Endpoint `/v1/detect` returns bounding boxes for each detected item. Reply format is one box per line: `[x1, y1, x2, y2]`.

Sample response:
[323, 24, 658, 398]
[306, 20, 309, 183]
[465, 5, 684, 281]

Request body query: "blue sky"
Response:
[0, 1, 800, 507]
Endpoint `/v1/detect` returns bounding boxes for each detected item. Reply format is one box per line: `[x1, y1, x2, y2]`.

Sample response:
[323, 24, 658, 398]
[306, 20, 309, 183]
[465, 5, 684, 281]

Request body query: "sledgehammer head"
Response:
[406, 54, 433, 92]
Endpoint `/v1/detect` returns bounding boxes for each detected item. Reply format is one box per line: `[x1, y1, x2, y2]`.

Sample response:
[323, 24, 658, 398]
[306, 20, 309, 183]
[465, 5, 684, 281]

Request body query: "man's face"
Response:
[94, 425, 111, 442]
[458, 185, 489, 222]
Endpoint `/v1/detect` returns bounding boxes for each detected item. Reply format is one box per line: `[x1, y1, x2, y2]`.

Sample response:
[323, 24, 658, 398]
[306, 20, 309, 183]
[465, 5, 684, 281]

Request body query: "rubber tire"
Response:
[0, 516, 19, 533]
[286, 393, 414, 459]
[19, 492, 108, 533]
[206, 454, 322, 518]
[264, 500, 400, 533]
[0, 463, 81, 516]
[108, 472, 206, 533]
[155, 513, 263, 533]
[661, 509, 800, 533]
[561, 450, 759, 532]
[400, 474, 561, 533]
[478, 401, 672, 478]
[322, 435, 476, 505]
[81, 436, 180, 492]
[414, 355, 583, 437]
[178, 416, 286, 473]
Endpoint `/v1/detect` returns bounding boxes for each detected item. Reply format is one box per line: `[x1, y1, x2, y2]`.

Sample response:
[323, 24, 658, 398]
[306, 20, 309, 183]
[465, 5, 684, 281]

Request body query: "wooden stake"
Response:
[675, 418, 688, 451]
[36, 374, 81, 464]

────────

§ YOUR GOAL
Lay out every line of the material above as a Markdown table with the columns Row and Line, numbering the rows and leaving out blank lines.

§ SOLVED PROBLEM
| Row | Line |
|---|---|
| 1 | Endpoint `/v1/detect` returns bounding boxes for each detected item. Reply format is one box per line: `[x1, y1, x2, y2]`. |
| 2 | Sample response: |
| 3 | [323, 24, 658, 398] |
| 4 | [306, 20, 309, 183] |
| 5 | [465, 5, 684, 281] |
| 6 | Request body query: "blue sky" |
| 7 | Response: |
| 8 | [0, 1, 800, 507] |
| 9 | Endpoint `/v1/detect` returns bounding boxes for each detected item. Reply format is one box per line: `[x1, y1, x2, y2]`. |
| 10 | Sample response: |
| 11 | [323, 24, 658, 398] |
| 12 | [306, 20, 309, 183] |
| 13 | [465, 5, 684, 281] |
| 14 | Request body query: "sledgehammer head" |
| 15 | Response: |
| 16 | [406, 54, 433, 92] |
| 17 | Endpoint `/v1/detect` returns bounding boxes for each detected item. Reply format is one box per line: `[x1, y1, x2, y2]`. |
| 18 | Sample response: |
| 19 | [323, 24, 658, 398] |
| 20 | [306, 20, 309, 183] |
| 21 | [465, 5, 684, 281] |
| 22 | Request body query: "man's face" |
| 23 | Response: |
| 24 | [94, 425, 111, 442] |
| 25 | [458, 185, 489, 222] |
| 26 | Endpoint `/v1/detect` returns bounding boxes for each detected item. Reply format is one box per line: `[x1, y1, x2, y2]`. |
| 27 | Sample response: |
| 28 | [323, 24, 658, 398] |
| 29 | [306, 20, 309, 183] |
| 30 | [465, 5, 684, 281] |
| 31 | Request body query: "rubber tire" |
| 32 | Response: |
| 33 | [0, 516, 19, 533] |
| 34 | [286, 393, 414, 459] |
| 35 | [19, 492, 108, 533] |
| 36 | [206, 454, 322, 518] |
| 37 | [264, 500, 400, 533] |
| 38 | [0, 463, 81, 516] |
| 39 | [108, 472, 206, 533] |
| 40 | [155, 513, 263, 533] |
| 41 | [661, 509, 800, 533] |
| 42 | [561, 450, 759, 532] |
| 43 | [400, 474, 561, 533] |
| 44 | [478, 401, 672, 478] |
| 45 | [322, 435, 476, 505] |
| 46 | [81, 436, 180, 492] |
| 47 | [414, 355, 583, 437] |
| 48 | [178, 416, 286, 473] |
| 49 | Endpoint `/v1/detect` returns bounding boxes for each detected item. Reply format is one box per line: `[x1, y1, x2, y2]`. |
| 50 | Sample response: |
| 51 | [323, 24, 658, 398] |
| 52 | [306, 20, 309, 183] |
| 53 | [465, 5, 684, 281] |
| 54 | Request body query: "wooden stake" |
| 55 | Response: |
| 56 | [675, 418, 688, 451] |
| 57 | [36, 374, 81, 464] |